PROVIDED TEXT —
# # # # #

What is flexible infrastructure? (And why we need more of it)
17 of September of 2021
When the pandemic hit, most international airports were faced with a similar problem: Their big, spacious terminals were suddenly empty. As passengers trickled through the tiled hallways, air conditioning units kept them cool while cleaners cleaned around them. From a passenger experience point of view, not much had changed. Maybe the duty free was closed, but other than that, the space you travelled around remained the same.
From an asset management point of view, this is a serious challenge. Heating and cooling a giant open space like an airport terminal is costly. When those open spaces are designed for tens of thousands of people, the ratios make sense. When only a few hundred people turn up, suddenly your airport terminal isn’t very efficient. Enormous spaces are great when your airport is at capacity. When it’s not, they become a burden.
When infrastructure can’t adapt to change, we can refer to it as inflexible or single purpose infrastructure. And this type of infrastructure is all around us. The same pandemic challenge hit urban and interurban highways they were almost silent and ghostly and not able to fulfil their single purpose a route for vehicles from A to B, but still had to be maintained, cleaned and kept safe.
What is ‘flexible’ infrastructure?
Inflexible infrastructure is static. It can’t change. Flexible infrastructure on the other hand, is infrastructure that can adapt to low probability, high impact events like a pandemic either by adapting to the change in demand or by providing alternative use case options.
Imagine an airport terminal the shape of your hand, with one hallway leading to five different corridors. Each of these corridors could have 4 or 5 air bridges attached. In this design, when you no longer need 80% of your terminal capacity (like right now), you can close 80% of the space, saving on heat, electricity and other services needed to maintain the building.
In this example, designing flexibility into the airport terminal from the beginning allows it to maintain its value proposition. This isn’t the perfect terminal design by any stretch of the imagination, but an exercise to get us thinking about how flexible infrastructure can help us adapt in moments like the one we’re living now. As passenger throughput drops, operation expenditure (opex) should be able to match it.
Think of your house. When you walk in you switch on the hallway light. As you leave the hallway you switch that light off, and switch the living room light on. You decide to cook something so you turn the oven on to heat up. You cook your food, turn the oven off and turn the TV on. It’s cold so you close the door and turn your heating on for that one room. This is flexibility. The inflexible house turns your lights, TV, oven and heating on all at the same time, whether you need them or not. The operational costs of your house have now skyrocketed.

# # # # #

Dataset entries —
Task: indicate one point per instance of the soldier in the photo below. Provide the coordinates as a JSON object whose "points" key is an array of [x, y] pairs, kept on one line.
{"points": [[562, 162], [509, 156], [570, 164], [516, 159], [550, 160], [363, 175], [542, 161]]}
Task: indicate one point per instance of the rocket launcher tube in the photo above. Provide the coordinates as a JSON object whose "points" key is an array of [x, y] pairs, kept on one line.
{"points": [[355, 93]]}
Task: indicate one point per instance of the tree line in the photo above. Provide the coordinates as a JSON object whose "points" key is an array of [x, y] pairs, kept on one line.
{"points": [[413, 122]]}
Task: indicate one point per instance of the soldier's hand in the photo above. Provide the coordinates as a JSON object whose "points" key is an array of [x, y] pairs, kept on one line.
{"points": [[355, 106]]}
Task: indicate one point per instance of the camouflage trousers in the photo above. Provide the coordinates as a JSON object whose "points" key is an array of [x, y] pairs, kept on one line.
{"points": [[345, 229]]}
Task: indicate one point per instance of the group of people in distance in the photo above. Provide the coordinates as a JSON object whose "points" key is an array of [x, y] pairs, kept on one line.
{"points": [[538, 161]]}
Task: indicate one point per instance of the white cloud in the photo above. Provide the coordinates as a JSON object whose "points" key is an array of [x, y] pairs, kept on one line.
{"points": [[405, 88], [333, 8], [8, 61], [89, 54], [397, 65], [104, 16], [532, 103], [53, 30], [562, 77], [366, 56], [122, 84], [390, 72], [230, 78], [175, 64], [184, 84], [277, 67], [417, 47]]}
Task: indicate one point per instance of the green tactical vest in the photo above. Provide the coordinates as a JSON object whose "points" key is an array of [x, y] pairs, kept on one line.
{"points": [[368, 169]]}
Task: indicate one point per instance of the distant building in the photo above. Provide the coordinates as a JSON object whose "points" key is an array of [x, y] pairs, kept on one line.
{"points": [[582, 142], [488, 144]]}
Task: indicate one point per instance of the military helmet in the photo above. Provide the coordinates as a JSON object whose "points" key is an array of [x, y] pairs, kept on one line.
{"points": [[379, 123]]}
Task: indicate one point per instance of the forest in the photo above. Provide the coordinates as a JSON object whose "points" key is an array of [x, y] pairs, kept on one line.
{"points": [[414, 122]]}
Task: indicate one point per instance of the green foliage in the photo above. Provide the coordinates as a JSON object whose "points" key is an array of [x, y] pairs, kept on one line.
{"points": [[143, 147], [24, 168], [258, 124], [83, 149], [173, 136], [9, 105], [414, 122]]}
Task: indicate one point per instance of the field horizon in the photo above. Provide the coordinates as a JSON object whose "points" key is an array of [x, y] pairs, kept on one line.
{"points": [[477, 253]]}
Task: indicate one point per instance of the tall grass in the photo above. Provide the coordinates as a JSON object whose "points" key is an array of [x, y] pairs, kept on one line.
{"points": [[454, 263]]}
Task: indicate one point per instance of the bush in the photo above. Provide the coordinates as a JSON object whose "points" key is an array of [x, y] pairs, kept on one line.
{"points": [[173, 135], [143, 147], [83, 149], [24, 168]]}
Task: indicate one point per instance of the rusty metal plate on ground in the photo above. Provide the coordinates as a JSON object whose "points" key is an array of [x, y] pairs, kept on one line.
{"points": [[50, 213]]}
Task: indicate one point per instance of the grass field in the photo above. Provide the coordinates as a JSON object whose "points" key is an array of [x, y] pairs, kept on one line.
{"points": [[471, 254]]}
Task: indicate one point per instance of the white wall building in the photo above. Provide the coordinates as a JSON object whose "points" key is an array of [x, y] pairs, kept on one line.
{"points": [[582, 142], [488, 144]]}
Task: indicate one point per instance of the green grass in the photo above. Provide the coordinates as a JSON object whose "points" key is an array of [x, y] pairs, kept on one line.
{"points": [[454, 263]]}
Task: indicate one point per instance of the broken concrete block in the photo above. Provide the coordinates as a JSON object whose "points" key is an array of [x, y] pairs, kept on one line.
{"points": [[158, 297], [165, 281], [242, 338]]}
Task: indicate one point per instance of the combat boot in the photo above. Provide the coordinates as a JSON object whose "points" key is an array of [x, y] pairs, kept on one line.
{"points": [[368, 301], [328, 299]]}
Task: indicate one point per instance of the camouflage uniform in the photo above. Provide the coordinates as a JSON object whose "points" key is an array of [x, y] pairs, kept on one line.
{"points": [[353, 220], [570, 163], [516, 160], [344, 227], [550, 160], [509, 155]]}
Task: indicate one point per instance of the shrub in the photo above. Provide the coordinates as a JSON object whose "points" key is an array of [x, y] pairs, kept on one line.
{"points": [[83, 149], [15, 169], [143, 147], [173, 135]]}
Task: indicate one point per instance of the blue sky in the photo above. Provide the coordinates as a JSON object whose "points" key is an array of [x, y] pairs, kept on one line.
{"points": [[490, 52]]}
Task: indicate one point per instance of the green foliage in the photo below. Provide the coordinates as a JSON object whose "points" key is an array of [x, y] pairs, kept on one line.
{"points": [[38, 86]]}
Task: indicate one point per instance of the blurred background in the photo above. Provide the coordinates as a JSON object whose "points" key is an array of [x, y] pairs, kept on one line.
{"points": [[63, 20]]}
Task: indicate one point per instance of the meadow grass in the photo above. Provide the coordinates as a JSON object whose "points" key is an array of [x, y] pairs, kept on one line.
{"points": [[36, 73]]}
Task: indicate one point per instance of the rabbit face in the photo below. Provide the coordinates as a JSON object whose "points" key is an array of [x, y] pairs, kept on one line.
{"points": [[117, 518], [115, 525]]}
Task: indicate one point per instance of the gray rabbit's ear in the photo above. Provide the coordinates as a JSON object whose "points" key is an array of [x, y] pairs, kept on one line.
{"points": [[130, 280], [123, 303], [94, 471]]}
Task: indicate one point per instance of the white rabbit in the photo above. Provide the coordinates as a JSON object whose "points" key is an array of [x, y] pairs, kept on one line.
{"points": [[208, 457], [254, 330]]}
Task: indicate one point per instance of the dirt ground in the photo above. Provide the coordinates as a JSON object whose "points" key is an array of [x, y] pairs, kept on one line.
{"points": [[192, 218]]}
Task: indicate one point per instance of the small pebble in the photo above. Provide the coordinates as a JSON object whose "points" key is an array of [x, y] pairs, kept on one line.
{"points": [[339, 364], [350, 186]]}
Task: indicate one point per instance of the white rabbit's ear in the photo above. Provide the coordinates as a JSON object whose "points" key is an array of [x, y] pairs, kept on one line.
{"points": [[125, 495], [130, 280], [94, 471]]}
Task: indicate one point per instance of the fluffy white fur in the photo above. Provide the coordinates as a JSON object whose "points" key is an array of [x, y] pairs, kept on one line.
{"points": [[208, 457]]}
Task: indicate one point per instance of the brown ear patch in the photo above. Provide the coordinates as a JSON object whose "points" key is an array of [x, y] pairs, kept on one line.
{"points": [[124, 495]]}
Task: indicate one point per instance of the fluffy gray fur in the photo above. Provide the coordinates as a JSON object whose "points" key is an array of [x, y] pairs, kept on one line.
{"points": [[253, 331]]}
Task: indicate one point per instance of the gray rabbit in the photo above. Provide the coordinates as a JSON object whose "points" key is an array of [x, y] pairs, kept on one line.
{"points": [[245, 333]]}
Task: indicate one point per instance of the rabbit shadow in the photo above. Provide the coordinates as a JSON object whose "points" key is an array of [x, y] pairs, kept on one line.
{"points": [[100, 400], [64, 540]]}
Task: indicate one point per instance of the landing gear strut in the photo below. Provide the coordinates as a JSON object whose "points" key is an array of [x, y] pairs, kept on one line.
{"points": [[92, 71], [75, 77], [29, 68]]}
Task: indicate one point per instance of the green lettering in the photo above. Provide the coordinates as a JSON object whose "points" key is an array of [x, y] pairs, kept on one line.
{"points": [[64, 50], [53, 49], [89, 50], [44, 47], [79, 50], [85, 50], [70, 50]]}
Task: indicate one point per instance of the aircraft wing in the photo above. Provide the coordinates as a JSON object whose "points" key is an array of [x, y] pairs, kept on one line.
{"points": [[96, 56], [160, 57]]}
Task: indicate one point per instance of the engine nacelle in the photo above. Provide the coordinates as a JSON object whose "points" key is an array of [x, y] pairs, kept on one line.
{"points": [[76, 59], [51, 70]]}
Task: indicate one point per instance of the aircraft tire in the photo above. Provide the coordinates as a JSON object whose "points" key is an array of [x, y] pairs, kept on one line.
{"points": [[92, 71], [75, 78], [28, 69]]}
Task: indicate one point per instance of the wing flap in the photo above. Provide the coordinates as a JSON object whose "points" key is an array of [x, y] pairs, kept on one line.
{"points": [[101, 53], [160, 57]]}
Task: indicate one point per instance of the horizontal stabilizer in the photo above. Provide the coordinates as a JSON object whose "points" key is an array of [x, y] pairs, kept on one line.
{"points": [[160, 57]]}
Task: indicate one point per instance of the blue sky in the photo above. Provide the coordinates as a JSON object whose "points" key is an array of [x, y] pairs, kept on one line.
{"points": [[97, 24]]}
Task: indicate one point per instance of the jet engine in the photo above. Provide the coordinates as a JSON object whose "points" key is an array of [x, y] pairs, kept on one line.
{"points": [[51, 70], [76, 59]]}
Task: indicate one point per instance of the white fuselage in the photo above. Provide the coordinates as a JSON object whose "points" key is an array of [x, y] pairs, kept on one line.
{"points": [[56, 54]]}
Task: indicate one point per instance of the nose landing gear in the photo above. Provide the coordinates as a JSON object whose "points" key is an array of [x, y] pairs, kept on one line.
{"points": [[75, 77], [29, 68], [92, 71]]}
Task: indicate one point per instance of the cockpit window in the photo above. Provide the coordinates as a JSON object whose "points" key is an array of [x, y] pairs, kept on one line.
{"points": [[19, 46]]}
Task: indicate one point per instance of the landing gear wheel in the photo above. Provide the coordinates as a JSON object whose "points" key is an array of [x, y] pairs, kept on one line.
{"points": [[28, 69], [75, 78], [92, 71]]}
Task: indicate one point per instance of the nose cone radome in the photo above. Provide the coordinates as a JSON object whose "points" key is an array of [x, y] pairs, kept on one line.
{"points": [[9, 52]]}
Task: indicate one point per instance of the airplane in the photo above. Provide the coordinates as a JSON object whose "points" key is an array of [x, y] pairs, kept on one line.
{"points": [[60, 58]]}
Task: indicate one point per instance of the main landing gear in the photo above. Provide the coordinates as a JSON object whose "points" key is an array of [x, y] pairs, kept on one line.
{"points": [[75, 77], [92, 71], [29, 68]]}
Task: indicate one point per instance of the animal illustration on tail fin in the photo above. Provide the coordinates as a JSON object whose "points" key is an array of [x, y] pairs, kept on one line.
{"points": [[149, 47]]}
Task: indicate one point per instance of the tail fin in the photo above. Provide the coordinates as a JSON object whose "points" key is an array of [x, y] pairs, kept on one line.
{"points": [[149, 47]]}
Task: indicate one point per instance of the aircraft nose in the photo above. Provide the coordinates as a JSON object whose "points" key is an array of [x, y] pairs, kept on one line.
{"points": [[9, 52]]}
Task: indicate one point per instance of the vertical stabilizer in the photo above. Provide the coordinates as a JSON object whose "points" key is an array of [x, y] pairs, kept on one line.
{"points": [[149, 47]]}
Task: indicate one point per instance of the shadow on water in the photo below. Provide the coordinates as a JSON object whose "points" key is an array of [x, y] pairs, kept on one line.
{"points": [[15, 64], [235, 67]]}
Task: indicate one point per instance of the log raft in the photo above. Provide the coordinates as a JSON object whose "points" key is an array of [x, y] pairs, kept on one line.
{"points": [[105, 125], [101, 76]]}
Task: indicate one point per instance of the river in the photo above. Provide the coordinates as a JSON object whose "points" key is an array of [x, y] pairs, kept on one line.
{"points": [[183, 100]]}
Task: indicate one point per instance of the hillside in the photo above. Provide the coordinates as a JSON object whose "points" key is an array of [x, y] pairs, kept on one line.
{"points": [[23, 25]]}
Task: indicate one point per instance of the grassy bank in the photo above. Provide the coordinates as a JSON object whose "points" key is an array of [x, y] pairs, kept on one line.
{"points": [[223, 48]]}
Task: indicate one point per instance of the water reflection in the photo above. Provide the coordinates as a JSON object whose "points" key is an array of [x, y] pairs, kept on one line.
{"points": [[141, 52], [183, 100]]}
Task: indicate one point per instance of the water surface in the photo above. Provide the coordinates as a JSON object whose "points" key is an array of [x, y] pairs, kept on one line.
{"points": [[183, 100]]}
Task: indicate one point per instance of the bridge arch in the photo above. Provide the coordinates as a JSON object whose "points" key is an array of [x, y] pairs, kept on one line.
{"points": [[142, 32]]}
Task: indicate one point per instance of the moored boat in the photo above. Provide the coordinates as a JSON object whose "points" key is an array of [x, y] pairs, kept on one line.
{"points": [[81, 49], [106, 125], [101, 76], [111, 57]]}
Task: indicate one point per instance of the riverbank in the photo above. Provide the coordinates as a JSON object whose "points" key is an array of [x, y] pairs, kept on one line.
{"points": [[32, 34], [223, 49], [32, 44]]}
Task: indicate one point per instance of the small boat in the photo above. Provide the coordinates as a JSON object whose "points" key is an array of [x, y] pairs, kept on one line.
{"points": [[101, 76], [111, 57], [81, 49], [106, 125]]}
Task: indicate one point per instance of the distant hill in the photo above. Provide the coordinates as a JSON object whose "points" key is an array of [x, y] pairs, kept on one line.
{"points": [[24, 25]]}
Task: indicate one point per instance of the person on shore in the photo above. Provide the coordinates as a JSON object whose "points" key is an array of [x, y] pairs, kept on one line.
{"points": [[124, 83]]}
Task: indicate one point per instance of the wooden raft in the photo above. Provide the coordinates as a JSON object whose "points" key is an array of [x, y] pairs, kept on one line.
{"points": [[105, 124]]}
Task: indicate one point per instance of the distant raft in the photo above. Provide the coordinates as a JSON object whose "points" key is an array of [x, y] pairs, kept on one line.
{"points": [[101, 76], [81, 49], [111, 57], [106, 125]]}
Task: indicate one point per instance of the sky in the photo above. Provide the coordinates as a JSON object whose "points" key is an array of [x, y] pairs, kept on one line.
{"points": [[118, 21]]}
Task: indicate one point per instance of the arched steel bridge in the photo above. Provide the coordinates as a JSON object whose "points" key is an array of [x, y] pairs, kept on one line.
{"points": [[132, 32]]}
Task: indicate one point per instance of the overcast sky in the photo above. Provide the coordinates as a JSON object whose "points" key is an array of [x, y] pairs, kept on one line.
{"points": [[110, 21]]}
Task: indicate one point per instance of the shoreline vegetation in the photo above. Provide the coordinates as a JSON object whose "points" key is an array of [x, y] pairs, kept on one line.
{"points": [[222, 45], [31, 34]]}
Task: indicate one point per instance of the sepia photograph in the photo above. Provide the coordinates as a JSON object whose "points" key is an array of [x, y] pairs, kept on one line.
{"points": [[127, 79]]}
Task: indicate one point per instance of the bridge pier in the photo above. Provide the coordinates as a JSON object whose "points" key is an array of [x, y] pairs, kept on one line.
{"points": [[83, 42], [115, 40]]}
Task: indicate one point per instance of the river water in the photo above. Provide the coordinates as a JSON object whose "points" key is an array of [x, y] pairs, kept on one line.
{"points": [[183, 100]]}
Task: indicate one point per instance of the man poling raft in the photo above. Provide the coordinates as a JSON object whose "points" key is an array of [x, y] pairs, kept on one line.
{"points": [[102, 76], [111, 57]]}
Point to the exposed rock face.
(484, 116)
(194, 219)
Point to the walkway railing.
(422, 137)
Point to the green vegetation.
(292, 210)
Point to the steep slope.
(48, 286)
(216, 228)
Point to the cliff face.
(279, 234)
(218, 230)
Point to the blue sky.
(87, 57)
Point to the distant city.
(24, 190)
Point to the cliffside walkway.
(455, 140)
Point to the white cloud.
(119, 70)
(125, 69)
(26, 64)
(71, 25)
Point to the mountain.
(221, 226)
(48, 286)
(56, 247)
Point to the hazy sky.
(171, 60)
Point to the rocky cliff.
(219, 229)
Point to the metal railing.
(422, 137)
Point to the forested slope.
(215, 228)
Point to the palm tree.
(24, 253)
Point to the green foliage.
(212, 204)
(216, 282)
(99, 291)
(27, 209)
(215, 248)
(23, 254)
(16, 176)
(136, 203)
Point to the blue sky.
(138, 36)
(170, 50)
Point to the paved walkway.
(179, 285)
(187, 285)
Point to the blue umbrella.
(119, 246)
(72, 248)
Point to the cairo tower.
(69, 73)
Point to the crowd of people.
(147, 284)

# # # # #

CHECK YOUR UNDERSTANDING —
1. Rewrite the paragraph of the article on flexible infrastructure that begins "Think of your house." as a short bulleted list, keeping its main facts.
2. According to the article on flexible infrastructure, which things does the inflexible house turn on all at the same time? List every one.
3. For each statement, say whether it agrees with the article on flexible infrastructure, and quote the words that decide it.
(a) The hand-shaped terminal is presented as the perfect terminal design.
(b) Heating and cooling a giant open space like an airport terminal is costly.
(c) For passengers, the experience of the terminal changed a great deal during the pandemic.

RESPONSES —
1.
- Flexible house: you turn on only what you need (hallway light, then living room light, oven while cooking, TV afterward, heating for one room with the door closed) and switch each off when done.
- Inflexible house: lights, TV, oven and heating all run at the same time, whether needed or not.
- Result: the inflexible house's operational costs skyrocket.

2.
- Lights
- TV
- Oven
- Heating

3.
(a) No: "This isn’t the perfect terminal design by any stretch of the imagination"
(b) Yes: "Heating and cooling a giant open space like an airport terminal is costly."
(c) No: "From a passenger experience point of view, not much had changed."